Requirements:
In the listing below, please print the line that contains "Could you kindly pick out the concrete" and every line that follows it, exactly.

Extracted data:
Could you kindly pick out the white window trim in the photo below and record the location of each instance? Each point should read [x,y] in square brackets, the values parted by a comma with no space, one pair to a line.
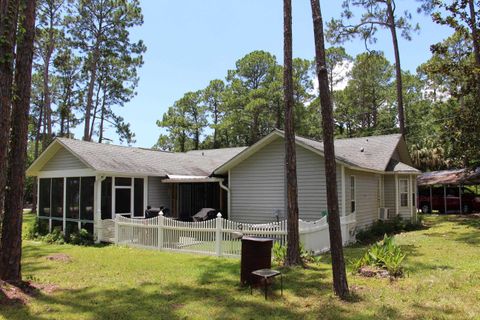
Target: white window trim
[353,196]
[131,187]
[400,192]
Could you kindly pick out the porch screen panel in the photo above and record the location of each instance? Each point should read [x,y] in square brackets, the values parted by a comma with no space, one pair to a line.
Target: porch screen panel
[138,198]
[86,199]
[123,200]
[44,198]
[107,198]
[73,198]
[57,197]
[71,227]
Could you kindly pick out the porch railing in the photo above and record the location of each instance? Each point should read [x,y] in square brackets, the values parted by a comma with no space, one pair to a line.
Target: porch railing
[219,236]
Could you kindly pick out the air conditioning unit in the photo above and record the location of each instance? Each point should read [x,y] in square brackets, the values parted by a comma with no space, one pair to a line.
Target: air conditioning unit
[384,214]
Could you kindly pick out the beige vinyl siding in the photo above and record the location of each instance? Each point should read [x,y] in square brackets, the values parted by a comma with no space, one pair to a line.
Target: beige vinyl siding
[312,192]
[159,194]
[389,187]
[63,160]
[405,212]
[257,185]
[366,200]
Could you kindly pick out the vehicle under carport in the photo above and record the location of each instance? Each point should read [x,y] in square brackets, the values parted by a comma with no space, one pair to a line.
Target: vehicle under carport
[449,191]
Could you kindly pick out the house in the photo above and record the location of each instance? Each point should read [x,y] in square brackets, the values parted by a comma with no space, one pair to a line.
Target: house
[85,184]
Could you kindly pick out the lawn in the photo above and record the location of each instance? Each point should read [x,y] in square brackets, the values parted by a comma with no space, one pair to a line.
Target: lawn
[107,282]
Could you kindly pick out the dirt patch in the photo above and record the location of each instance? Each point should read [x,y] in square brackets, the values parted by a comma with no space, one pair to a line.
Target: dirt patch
[370,272]
[21,293]
[61,257]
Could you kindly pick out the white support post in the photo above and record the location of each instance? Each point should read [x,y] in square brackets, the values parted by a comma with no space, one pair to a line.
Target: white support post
[431,200]
[38,197]
[460,197]
[97,208]
[410,196]
[445,199]
[160,229]
[229,196]
[64,222]
[218,235]
[116,229]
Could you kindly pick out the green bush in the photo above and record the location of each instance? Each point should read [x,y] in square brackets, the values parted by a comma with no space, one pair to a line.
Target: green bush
[280,254]
[385,255]
[380,228]
[56,236]
[81,237]
[39,228]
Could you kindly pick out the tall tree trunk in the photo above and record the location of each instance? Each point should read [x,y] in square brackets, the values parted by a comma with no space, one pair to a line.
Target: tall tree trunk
[8,27]
[35,156]
[10,260]
[398,69]
[215,123]
[340,284]
[102,120]
[476,44]
[47,103]
[91,88]
[293,238]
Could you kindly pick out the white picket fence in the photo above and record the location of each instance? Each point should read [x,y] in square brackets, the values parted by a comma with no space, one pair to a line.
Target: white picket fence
[219,236]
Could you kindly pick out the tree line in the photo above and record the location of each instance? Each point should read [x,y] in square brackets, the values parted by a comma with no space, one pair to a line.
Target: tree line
[63,63]
[437,101]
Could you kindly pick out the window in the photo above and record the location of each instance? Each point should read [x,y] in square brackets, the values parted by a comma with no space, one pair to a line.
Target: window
[44,198]
[138,198]
[86,198]
[57,198]
[73,198]
[123,182]
[107,198]
[129,197]
[403,190]
[123,201]
[66,203]
[353,194]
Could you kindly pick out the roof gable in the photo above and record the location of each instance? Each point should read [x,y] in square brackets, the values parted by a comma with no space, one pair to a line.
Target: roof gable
[113,159]
[369,153]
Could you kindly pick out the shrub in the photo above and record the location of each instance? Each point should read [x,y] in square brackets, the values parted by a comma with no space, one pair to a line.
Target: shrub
[385,255]
[38,229]
[56,236]
[280,254]
[81,237]
[380,228]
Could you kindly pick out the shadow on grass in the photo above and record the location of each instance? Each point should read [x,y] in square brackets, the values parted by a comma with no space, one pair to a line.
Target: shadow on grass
[470,236]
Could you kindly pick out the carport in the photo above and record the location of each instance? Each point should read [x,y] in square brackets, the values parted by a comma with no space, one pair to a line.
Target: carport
[452,183]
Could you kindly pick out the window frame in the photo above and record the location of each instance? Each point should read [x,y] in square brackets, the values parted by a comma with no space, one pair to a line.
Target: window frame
[131,187]
[403,193]
[353,194]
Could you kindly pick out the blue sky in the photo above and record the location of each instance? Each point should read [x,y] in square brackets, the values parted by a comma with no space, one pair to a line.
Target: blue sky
[192,42]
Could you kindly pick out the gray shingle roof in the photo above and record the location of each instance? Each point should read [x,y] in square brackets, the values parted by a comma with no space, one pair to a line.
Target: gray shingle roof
[397,166]
[121,159]
[372,152]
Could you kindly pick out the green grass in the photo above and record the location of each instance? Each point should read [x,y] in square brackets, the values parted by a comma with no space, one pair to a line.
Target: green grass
[107,282]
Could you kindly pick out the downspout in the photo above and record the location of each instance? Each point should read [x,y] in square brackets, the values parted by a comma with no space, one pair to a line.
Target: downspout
[344,211]
[98,207]
[224,187]
[396,195]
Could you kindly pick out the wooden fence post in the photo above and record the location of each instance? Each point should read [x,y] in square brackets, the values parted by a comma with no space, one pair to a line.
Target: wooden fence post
[160,230]
[218,235]
[116,229]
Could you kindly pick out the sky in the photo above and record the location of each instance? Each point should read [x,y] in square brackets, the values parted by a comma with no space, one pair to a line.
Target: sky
[191,42]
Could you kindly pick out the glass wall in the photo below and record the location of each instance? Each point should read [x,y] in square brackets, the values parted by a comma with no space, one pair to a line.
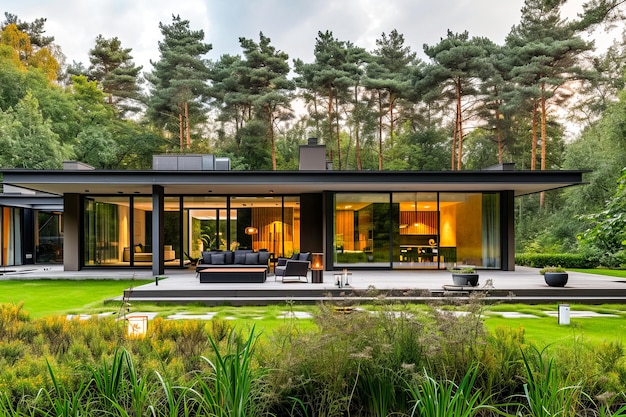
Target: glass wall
[49,237]
[470,228]
[416,237]
[107,230]
[362,230]
[417,230]
[10,236]
[118,230]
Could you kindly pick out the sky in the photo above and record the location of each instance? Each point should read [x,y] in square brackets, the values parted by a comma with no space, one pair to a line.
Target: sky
[292,25]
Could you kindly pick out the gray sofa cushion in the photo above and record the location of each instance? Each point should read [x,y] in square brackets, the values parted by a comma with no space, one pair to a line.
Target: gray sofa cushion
[252,258]
[264,258]
[206,257]
[240,258]
[229,257]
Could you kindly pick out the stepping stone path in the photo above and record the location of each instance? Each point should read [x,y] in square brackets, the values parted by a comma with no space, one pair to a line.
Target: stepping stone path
[307,315]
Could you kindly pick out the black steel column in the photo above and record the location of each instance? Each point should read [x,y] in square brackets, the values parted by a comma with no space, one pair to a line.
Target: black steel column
[507,230]
[158,234]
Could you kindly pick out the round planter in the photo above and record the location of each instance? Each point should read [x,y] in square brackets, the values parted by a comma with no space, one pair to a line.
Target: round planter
[556,279]
[465,279]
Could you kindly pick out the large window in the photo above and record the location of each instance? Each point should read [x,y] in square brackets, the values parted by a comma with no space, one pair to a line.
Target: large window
[470,225]
[417,230]
[10,236]
[362,226]
[49,237]
[118,230]
[107,230]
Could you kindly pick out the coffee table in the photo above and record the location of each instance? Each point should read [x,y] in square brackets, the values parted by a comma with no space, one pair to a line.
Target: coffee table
[233,275]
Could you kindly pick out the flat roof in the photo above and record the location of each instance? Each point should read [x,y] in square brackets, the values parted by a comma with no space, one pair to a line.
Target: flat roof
[287,182]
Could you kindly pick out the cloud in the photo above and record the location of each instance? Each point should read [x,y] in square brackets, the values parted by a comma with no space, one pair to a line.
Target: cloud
[291,25]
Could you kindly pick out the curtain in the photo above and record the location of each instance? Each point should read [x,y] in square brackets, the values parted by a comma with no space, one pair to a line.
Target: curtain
[491,231]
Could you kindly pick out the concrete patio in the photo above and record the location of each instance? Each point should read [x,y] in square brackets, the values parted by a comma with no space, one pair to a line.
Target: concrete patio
[181,286]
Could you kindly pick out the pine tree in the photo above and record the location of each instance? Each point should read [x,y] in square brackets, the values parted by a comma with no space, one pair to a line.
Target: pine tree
[179,79]
[112,66]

Answer in full:
Could you kindly pick out the concrete patio in the photo above and record the location of each instance? Each point should read [x,y] in square brackets, the values parted by a comma with no space, one pair to a line.
Target: concrete patio
[181,286]
Could you kindly pick out the pine tree in the photo above and record the location of each instance? Each point should read [x,y] in square brackets, the values parted by a comma with no space, one pair to a line.
Target: pine tree
[179,79]
[112,66]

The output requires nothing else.